* WRITTEN REQUEST
Please copy out only the lines from the one containing "Find every instance of the tiled" through the end of the rows below, inclusive, scaling every coordinate in the answer points by 0.8 and rounding to whole numbers with halves rounded up. Keep the requests and their sample points unchanged.

[Point placement records]
[Start]

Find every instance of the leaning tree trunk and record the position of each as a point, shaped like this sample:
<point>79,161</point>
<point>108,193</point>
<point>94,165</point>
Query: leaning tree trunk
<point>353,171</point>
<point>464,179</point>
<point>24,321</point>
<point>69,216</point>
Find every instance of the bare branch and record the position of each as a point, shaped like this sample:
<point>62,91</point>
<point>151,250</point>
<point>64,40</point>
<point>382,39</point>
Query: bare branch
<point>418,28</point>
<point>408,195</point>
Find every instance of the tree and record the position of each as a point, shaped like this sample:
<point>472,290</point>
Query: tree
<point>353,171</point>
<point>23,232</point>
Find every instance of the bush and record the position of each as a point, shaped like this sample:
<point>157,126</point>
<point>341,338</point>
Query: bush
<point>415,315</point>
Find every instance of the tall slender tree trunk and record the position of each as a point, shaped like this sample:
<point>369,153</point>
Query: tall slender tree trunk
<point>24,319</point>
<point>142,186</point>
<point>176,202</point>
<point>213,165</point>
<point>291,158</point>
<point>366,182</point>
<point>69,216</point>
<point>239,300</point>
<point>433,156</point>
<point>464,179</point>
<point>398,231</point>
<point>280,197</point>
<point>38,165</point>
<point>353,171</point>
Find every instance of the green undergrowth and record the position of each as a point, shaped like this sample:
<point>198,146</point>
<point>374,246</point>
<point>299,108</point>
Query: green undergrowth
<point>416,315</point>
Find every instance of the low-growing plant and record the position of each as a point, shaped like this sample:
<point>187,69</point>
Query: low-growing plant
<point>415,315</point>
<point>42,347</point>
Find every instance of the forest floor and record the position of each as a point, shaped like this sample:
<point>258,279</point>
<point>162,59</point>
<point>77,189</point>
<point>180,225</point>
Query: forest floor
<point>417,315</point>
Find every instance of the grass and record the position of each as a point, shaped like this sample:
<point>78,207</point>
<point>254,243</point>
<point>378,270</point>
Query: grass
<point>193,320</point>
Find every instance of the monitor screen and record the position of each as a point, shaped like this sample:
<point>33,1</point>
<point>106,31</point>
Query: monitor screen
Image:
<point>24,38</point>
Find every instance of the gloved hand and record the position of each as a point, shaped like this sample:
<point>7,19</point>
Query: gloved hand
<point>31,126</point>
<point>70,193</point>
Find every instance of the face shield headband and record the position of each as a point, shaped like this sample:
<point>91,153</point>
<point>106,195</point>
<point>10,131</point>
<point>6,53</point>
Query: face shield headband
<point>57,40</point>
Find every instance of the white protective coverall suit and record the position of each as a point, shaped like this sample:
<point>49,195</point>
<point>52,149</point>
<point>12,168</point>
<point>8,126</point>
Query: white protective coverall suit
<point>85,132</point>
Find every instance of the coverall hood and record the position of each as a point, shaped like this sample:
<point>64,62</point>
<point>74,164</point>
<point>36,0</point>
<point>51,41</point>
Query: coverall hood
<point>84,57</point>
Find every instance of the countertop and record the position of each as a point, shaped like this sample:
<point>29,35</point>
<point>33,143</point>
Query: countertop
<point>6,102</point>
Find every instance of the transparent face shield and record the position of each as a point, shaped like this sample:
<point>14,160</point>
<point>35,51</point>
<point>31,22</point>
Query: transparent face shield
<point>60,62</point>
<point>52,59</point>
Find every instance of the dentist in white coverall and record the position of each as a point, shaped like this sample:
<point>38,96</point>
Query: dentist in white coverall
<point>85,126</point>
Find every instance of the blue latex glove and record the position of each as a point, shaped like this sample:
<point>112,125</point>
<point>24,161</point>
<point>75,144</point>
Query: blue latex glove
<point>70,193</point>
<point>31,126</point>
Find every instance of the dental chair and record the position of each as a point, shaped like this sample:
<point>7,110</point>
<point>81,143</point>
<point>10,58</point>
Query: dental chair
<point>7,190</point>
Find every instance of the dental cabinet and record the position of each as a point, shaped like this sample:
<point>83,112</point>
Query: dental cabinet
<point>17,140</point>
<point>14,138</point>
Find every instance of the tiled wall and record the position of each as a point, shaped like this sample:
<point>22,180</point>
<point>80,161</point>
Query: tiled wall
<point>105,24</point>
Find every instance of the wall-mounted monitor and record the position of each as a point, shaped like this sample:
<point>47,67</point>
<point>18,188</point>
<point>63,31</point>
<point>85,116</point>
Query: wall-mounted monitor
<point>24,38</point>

[End]

* ANSWER TO THIS TASK
Find every instance of the tiled wall and record the position of each as a point, shaped like this sample:
<point>22,180</point>
<point>80,161</point>
Query: tiled wall
<point>84,19</point>
Find every instance of the wall-mounted monitor and record the position of each as a point, shaped like this sample:
<point>47,67</point>
<point>18,188</point>
<point>63,31</point>
<point>85,116</point>
Query: wall-mounted monitor
<point>19,30</point>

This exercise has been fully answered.